● **EXERCISE OBJECTIVE**: Retype, without any change, the line that contains "Would you be able to indicate the cat's ear" and every line that follows it to the end of the entries, and nothing else.
(DATA TO EXAMINE)
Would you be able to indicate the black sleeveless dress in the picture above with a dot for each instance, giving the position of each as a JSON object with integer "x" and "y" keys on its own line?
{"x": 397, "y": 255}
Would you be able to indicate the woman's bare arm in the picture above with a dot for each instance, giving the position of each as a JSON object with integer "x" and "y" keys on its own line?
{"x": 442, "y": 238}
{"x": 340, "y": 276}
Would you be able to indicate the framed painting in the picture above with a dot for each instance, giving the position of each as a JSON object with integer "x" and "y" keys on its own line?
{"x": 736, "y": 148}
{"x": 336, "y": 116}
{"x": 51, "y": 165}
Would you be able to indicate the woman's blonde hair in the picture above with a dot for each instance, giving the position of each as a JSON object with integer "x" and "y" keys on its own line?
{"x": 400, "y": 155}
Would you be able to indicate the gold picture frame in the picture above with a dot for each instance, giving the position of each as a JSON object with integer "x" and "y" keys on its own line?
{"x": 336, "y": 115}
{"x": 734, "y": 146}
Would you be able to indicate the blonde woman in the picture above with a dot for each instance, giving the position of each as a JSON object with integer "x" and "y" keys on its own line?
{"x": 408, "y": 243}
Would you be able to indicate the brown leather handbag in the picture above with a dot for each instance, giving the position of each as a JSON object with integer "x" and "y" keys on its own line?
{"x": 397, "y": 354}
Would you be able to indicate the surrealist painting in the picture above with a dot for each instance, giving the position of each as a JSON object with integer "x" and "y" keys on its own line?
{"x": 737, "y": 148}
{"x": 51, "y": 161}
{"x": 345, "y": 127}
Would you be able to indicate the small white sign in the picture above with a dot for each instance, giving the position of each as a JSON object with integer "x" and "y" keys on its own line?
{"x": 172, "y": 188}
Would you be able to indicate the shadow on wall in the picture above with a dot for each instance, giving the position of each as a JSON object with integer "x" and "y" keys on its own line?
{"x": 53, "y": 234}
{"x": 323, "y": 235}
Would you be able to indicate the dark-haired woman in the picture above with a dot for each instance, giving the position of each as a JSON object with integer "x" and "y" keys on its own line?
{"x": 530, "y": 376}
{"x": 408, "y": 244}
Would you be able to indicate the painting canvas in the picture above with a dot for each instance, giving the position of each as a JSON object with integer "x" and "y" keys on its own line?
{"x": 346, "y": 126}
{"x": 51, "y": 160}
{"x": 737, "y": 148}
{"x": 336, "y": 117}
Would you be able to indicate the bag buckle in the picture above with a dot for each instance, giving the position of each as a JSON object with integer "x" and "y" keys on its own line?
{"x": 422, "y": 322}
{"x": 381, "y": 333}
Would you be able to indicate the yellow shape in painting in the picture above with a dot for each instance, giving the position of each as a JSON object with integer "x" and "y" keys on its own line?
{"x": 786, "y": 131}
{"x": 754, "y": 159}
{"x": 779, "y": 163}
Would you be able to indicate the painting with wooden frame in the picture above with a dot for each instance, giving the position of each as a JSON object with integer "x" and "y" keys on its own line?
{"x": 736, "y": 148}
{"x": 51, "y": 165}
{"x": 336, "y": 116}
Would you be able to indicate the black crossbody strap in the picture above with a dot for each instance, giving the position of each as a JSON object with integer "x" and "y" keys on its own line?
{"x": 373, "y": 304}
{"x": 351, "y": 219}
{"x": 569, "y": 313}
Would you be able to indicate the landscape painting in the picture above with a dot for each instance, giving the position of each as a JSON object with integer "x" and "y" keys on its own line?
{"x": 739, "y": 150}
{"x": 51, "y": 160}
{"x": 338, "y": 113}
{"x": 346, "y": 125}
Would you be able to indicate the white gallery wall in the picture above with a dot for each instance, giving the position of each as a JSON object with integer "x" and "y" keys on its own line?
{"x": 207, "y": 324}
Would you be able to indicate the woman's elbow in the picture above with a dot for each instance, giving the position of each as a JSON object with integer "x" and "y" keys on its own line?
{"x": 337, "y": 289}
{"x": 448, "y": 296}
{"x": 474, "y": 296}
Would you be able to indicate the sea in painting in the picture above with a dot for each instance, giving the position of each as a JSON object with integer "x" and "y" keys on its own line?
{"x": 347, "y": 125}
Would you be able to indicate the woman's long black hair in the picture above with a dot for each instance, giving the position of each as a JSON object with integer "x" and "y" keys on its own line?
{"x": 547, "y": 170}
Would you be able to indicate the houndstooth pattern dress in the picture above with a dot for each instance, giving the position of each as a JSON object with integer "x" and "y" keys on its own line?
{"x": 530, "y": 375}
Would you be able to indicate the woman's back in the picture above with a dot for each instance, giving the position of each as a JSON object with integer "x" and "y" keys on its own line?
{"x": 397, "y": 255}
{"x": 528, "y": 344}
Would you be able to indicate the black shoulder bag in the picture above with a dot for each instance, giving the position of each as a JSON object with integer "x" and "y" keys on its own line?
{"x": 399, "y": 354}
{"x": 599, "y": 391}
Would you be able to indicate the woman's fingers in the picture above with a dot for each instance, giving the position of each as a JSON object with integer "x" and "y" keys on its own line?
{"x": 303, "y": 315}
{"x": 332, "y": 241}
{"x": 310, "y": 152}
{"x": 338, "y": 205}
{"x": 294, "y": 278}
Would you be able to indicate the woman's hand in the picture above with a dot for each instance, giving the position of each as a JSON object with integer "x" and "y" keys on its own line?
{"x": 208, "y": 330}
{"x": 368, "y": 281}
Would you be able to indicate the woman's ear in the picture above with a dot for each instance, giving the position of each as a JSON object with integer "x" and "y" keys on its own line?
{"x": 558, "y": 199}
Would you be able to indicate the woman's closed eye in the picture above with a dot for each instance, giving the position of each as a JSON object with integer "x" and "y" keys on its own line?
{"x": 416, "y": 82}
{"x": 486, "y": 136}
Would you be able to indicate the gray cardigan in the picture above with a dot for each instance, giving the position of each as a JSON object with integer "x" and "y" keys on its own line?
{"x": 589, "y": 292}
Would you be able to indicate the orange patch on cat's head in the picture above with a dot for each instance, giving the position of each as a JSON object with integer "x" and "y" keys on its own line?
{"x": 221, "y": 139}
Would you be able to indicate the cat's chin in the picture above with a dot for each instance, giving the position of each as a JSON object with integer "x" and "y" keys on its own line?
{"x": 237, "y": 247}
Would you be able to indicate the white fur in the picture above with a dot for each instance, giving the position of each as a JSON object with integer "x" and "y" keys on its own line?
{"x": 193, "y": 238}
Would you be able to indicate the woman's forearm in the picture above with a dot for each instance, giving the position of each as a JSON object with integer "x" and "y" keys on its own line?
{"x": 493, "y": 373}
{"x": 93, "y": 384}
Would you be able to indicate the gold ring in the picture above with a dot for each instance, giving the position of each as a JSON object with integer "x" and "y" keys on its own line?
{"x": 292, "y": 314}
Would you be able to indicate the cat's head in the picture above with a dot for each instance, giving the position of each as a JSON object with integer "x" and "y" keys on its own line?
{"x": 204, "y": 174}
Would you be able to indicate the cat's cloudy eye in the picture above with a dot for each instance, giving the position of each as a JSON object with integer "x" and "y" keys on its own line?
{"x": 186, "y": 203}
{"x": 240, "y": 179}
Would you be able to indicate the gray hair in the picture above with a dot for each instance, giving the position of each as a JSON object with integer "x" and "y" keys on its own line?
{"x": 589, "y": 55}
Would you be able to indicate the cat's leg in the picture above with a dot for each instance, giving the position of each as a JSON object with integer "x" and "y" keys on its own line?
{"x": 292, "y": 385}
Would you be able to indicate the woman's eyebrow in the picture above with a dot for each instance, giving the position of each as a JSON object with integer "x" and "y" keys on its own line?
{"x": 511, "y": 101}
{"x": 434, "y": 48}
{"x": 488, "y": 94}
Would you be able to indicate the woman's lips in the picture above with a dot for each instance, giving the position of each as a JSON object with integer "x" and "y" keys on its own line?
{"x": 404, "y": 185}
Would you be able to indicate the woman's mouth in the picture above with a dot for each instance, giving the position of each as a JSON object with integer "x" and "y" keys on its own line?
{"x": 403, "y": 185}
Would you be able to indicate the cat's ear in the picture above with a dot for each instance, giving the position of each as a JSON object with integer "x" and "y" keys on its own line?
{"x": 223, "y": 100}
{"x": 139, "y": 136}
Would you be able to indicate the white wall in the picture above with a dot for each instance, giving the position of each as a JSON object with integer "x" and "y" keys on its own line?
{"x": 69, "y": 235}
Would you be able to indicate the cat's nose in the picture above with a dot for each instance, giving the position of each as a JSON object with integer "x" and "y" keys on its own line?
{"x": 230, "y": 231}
(End DATA TO EXAMINE)
● **THE ANSWER**:
Would you be able to indicate the cat's ear in the picture above with a dot for each instance, giving the position of each as a JSON object with integer "x" and "y" keys on its own line?
{"x": 223, "y": 100}
{"x": 139, "y": 136}
Would you be able to indicate the white wall in the picture above with a dot for each instance, giving the position of each as a JSON object with integer "x" and "y" keys on its own line?
{"x": 69, "y": 235}
Would you be able to indicate the cat's nose in the picture above with a dot for each instance, giving the position of each as a JSON object with integer "x" and "y" keys on its own line?
{"x": 230, "y": 231}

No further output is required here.